• [What you need to do]:
a - Output the passage of the tomato canning text from "Before you can" up to and including "bits of peel.", copying it word for word.
b - Pick up the tomato canning text where it stops and keep writing it.

• [Text segment]:
==*==
Garden for long enough and you’ll eventually find yourself surrounded by so much fresh produce that you couldn’t possibly eat it all quickly enough. As far as problems go, it’s a good one to have.

When things go right, tomatoes are one of those crops that are often blessed in abundance. Once ripe, you’ve got maybe days before tomatoes start to turn. After the tomato is off the vine, the clock is ticking.

Living in the land of plenty is fantastic until you can’t bear the thought of your 20th BLT or tomato salad in a row. So when you embrace wholeheartedly the gardening lifestyle, it necessitates learning the practical skill of preservation. Canning is easy to do and will extend the shelf life of your homegrown tomatoes for at least a year.

Before you can get canning tomatoes, either whole or prepped into a recipe, you’ll need to remove the skins. It’s an essential step for the smoothest sauces, free of stringy and chewy bits of peel.
==*==
• [Supplied information]:
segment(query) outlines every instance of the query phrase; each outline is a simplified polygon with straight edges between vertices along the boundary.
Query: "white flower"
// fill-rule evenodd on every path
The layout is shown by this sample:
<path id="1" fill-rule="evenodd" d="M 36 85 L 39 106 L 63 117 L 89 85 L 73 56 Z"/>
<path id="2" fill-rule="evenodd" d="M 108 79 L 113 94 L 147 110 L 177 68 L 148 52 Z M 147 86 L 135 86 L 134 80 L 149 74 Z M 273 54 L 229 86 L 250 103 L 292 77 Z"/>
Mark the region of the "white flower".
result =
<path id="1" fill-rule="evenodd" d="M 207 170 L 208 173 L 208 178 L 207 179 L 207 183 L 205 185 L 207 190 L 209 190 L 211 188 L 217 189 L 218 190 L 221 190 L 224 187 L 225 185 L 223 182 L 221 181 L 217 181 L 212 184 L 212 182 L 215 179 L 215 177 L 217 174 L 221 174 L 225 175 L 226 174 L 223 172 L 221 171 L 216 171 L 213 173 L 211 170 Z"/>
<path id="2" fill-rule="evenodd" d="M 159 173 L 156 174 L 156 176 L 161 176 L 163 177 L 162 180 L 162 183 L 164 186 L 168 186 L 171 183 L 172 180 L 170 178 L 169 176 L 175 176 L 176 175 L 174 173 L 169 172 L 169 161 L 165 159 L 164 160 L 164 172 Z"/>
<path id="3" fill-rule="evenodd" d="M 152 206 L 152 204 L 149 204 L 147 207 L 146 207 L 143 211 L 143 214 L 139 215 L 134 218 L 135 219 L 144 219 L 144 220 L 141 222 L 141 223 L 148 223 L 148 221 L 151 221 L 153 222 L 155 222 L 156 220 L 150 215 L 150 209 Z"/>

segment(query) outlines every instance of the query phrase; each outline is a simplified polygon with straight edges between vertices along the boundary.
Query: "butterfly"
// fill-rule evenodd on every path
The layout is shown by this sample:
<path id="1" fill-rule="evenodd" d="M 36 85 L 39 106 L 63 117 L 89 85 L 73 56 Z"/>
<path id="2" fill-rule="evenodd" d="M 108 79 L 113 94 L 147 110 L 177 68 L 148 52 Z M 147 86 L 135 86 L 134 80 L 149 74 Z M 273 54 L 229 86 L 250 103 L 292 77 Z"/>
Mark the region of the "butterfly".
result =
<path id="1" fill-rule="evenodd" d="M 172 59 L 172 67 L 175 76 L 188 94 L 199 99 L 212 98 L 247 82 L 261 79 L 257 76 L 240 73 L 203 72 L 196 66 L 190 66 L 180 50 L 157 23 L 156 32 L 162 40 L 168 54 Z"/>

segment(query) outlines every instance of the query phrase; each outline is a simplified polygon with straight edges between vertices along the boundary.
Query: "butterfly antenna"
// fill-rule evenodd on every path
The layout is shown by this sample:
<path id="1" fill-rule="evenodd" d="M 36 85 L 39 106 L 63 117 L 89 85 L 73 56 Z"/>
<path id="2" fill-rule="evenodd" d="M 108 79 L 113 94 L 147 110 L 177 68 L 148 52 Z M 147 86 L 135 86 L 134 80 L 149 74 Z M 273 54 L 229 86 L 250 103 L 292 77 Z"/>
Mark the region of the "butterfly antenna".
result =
==*==
• [Results]:
a -
Before you can get canning tomatoes, either whole or prepped into a recipe, you’ll need to remove the skins. It’s an essential step for the smoothest sauces, free of stringy and chewy bits of peel.

b -
3 Ways to Remove Tomato Skins

Fresh tomatoes are soft and delicate fruits covered in paper-thin skins that adhere strongly to the flesh.

Since the skins don’t willingly detach, you can’t peel them by hand. And the fruit itself is far too fragile to hold up to the rough handling of a peeler. To remove the skin from a raw tomato, you’d have to cut it away with a knife – which would be time-consuming and inexact. You’d likely waste quite a lot of good parts this way.

Luckily we have much better and more efficient techniques for relieving the tomato of its peel:

  • Blanching. Boil for 1 minute and then plunge tomatoes in ice water.
  • Roasting. Cut tomatoes in half and bake at 425°F for 30 minutes or once skins split and blacken.
  • Freezing. Remove cores and place tomatoes in the freezer for 24 hours, then thaw.

All of these methods work great for de-skinning loads of tomatoes at a time. Each pre-treatment is perfectly viable when you grow determinate tomatoes and the harvest comes in all at once.

But what if you’re growing indeterminate tomatoes? Then it doesn’t really make sense to blanche or roast a handful of tomatoes at a time. When the fruits come in like a trickle over a longer time frame, as vine tomatoes do, the freezing method is the better option.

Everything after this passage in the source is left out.